> [Items]:
★ ★ ★ ★

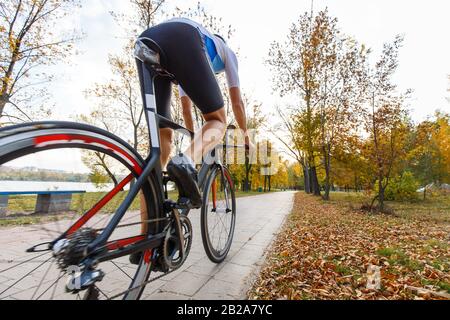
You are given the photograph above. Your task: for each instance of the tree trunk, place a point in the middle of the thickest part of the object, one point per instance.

★ ★ ★ ★

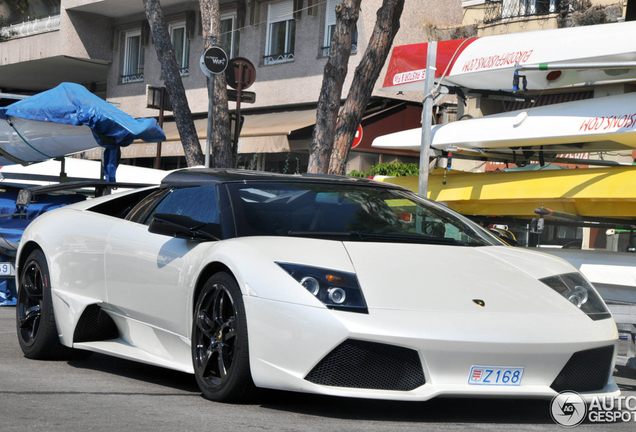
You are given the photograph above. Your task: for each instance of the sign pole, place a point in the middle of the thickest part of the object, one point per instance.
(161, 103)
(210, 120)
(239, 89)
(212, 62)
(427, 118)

★ ★ ★ ★

> [Stated task]: Give the number of lines in the items above that contain the string "instance", matching case exactly. Reply with the number only.

> [Task response]: 2